--- PROVIDED ENTRIES ---
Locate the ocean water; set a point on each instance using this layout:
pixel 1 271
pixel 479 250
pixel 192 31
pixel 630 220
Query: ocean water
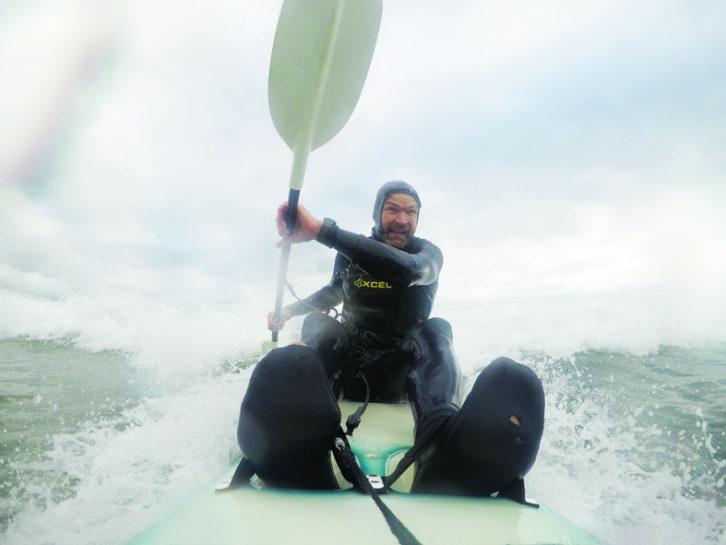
pixel 98 441
pixel 571 170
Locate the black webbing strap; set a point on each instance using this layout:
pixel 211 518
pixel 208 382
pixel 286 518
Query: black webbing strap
pixel 346 459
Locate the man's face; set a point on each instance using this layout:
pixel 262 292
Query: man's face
pixel 398 219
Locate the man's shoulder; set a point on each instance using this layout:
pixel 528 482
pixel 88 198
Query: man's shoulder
pixel 418 244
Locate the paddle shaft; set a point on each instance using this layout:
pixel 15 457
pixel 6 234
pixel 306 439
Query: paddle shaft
pixel 290 219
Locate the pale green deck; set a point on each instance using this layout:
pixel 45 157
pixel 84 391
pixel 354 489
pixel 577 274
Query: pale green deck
pixel 246 516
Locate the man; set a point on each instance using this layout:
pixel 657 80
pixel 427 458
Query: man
pixel 386 349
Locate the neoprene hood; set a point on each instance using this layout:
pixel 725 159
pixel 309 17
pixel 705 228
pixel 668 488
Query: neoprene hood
pixel 386 190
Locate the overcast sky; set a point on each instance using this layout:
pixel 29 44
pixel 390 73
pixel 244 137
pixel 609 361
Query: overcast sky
pixel 553 143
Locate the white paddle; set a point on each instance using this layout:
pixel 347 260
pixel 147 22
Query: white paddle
pixel 320 59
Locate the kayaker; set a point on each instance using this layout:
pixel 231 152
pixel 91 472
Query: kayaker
pixel 385 348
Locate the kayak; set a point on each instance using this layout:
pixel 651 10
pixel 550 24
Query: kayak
pixel 255 515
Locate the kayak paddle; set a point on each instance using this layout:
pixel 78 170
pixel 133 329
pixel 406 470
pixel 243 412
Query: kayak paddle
pixel 320 58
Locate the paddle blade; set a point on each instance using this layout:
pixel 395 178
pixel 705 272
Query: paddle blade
pixel 320 59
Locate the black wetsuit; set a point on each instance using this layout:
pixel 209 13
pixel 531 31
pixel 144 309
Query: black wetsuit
pixel 386 293
pixel 289 415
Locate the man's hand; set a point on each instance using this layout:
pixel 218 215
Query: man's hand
pixel 273 325
pixel 306 228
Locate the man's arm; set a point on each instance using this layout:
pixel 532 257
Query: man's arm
pixel 421 267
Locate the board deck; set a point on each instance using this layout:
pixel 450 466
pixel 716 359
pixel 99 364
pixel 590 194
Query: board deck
pixel 248 516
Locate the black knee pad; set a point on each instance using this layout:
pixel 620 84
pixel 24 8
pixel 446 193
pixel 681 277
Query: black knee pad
pixel 288 420
pixel 494 439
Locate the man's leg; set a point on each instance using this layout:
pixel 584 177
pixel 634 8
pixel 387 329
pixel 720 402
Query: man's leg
pixel 492 442
pixel 433 384
pixel 288 420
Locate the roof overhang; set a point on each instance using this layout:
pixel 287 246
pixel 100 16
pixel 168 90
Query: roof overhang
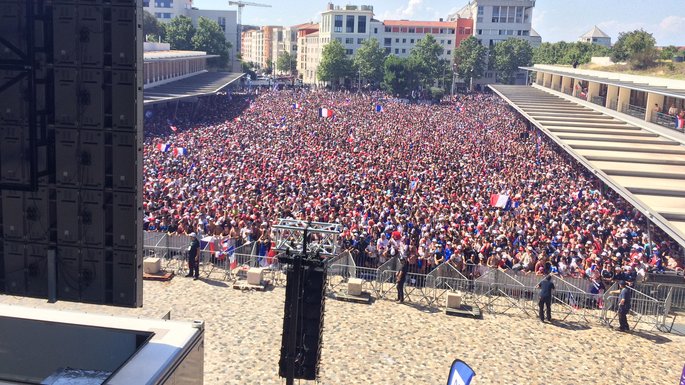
pixel 642 166
pixel 674 93
pixel 206 83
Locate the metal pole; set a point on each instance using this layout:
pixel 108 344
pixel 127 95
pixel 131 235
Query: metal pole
pixel 52 276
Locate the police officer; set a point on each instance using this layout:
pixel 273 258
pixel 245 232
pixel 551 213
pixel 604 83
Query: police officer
pixel 624 297
pixel 545 301
pixel 194 257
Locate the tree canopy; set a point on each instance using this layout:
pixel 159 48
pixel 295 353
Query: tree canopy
pixel 470 59
pixel 369 59
pixel 334 63
pixel 508 56
pixel 179 33
pixel 209 37
pixel 426 57
pixel 286 62
pixel 638 48
pixel 400 75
---
■ WHAT TO WORK ON ■
All of the entries need to be transcribed word for word; pictures are left out.

■ TASK OUTPUT ■
Locate the ocean water; set a point on each instance using this layout:
pixel 1 271
pixel 479 250
pixel 192 31
pixel 630 220
Query: ocean water
pixel 98 441
pixel 571 170
Locate the black webbing strap; set a point on each instance using this layout:
pixel 211 518
pixel 208 382
pixel 286 518
Query: black webbing strap
pixel 346 459
Locate the man's face; set a point on each instance using this layout:
pixel 262 292
Query: man's face
pixel 398 219
Locate the man's shoulder; set a point on each instance using this layout:
pixel 528 482
pixel 88 198
Query: man's shoulder
pixel 418 244
Locate the paddle shaft; set a point on each instance using this layout:
pixel 15 457
pixel 6 234
pixel 306 439
Query: paddle shaft
pixel 290 219
Locate the pale green deck; set a point on each instance using this layout:
pixel 45 157
pixel 84 391
pixel 354 489
pixel 577 274
Query: pale green deck
pixel 246 516
Locate the man; set a point on each instance using this layout:
pixel 657 80
pixel 427 458
Query: man
pixel 386 349
Locate the neoprene hood; set a point on each instance using this layout:
pixel 725 159
pixel 309 17
pixel 705 228
pixel 668 488
Query: neoprene hood
pixel 386 190
Locate the overcast sky; set a point on each instance using this layout:
pixel 29 44
pixel 390 73
pixel 244 137
pixel 609 361
Query: overcast sky
pixel 553 143
Locate the white paddle; set a point on each instance using this layout:
pixel 347 260
pixel 147 22
Query: white paddle
pixel 320 59
Locate the kayaker; set a point on each instance using this layout:
pixel 231 152
pixel 91 472
Query: kayaker
pixel 385 348
Locate the kayak; set a point on each instance using this layout:
pixel 651 10
pixel 550 24
Query: kayak
pixel 255 515
Locate the kayak paddle; set a point on each instance using this layout:
pixel 78 170
pixel 133 329
pixel 406 470
pixel 243 412
Query: kayak paddle
pixel 320 58
Locate the paddle blade; set a point on each instance using this layout:
pixel 395 178
pixel 705 272
Query: paddle blade
pixel 320 59
Locate the black wetsuit; set a point on each instance using this layout:
pixel 209 13
pixel 531 31
pixel 144 309
Query: black wetsuit
pixel 386 293
pixel 289 415
Locate the man's hand; set a point on each instance using this layout:
pixel 218 215
Query: man's hand
pixel 273 325
pixel 306 228
Locate the man's arm; set a point on each instance using this layout:
pixel 532 257
Query: man's arm
pixel 421 267
Locate the board deck; set a point on each instance using this layout:
pixel 450 466
pixel 716 359
pixel 99 364
pixel 590 194
Query: board deck
pixel 248 516
Locate the black knee pad; set a point on each instance using this layout:
pixel 620 84
pixel 24 8
pixel 446 193
pixel 681 277
Query: black knee pad
pixel 288 420
pixel 494 439
Locate the man's leg; set a point on each instance using this layout:
pixel 584 177
pixel 634 8
pixel 387 329
pixel 720 402
Query: man's leg
pixel 492 442
pixel 433 384
pixel 288 420
Locate the roof overhang; set a point on each instance using this layout:
pixel 287 246
pixel 100 16
pixel 168 90
Query: roof overhang
pixel 642 166
pixel 674 93
pixel 206 83
Locate the metal pole; set a point on each instance using this layout:
pixel 108 344
pixel 127 95
pixel 131 235
Query: metal pole
pixel 52 276
Locate the police officer; set a point on each instance using this layout:
pixel 273 258
pixel 245 232
pixel 551 213
pixel 604 83
Query: police officer
pixel 624 297
pixel 545 301
pixel 194 257
Locate the tree canopy; set a point on each instance using this layout:
pixel 159 48
pixel 295 353
Query: tree canopy
pixel 470 59
pixel 369 59
pixel 334 63
pixel 508 56
pixel 179 33
pixel 209 37
pixel 426 57
pixel 286 62
pixel 638 48
pixel 400 75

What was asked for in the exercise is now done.